What to do
Show each line from the entries below that includes the word "kernel", copied in full.

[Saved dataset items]
......

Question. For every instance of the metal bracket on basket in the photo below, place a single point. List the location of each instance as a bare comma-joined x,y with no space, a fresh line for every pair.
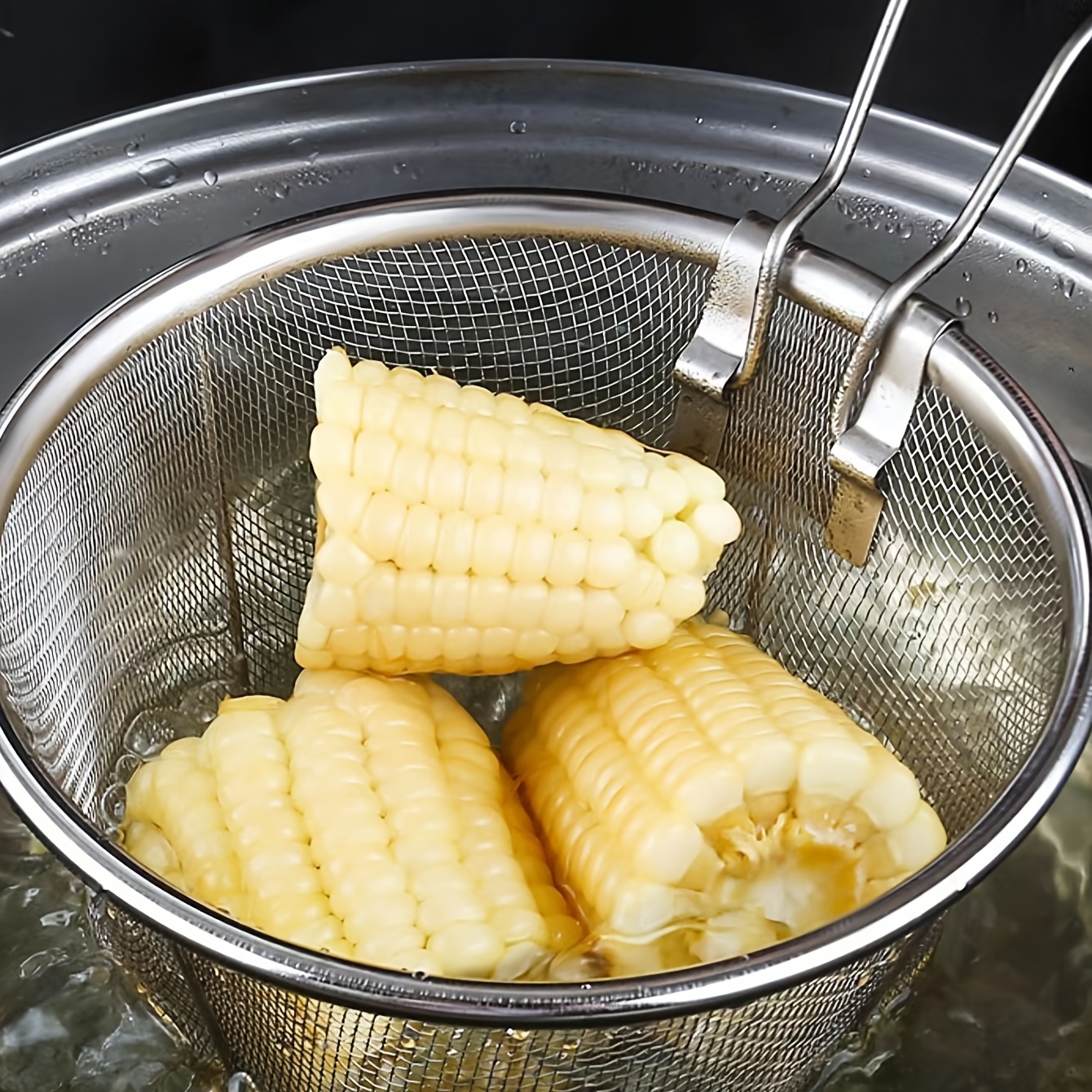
731,339
899,333
861,451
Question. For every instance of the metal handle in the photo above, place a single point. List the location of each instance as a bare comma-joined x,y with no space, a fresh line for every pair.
899,334
732,334
790,225
879,321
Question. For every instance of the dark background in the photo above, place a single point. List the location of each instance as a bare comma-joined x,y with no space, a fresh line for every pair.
969,64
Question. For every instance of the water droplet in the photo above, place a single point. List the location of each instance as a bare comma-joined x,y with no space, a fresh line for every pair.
158,174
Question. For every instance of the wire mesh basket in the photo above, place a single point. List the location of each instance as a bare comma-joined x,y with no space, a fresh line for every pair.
156,540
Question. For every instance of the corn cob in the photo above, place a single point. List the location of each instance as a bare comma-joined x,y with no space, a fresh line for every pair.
365,817
701,803
473,533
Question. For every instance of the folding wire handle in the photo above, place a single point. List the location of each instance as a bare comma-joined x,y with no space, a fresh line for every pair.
898,334
732,334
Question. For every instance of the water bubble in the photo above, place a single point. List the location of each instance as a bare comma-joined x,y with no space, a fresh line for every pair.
158,174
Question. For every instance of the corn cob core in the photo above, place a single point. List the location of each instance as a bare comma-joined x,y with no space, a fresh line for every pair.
363,817
700,802
472,533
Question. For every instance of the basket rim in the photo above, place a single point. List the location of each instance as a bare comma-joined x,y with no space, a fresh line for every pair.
957,365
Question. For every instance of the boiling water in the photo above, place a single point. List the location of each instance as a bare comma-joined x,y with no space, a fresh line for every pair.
1006,1002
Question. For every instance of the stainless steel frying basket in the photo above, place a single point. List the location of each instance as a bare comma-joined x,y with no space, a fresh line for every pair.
156,539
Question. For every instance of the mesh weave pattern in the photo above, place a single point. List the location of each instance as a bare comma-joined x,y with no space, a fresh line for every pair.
161,539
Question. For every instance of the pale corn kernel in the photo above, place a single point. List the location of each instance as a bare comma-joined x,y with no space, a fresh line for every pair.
380,407
486,439
642,513
494,545
380,530
440,390
369,372
668,489
787,796
562,498
455,544
675,548
602,514
410,473
447,484
331,451
643,588
413,423
449,431
488,602
522,495
610,562
568,564
565,610
333,367
376,595
341,404
336,605
372,465
646,628
526,604
420,539
340,561
485,484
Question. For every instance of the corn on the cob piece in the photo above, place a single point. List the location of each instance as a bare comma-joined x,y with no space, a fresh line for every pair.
700,802
365,817
473,533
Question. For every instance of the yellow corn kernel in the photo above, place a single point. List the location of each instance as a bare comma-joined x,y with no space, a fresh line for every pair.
365,816
700,802
445,482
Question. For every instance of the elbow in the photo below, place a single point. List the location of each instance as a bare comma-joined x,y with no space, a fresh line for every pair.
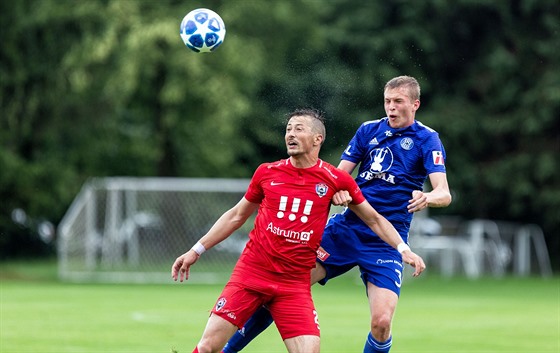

......

Full answer
Question. For every instance of the pale corn kernel in the photo above, place a single point. List the location of each instance as a bare comma-joined x,y with no space, a fresh line for every pair.
Question. For every instance of the yellow corn kernel in the photo above, place a single point. List the location of each instance as a bare comma-joined x,y with no space, a fresh line for every pair.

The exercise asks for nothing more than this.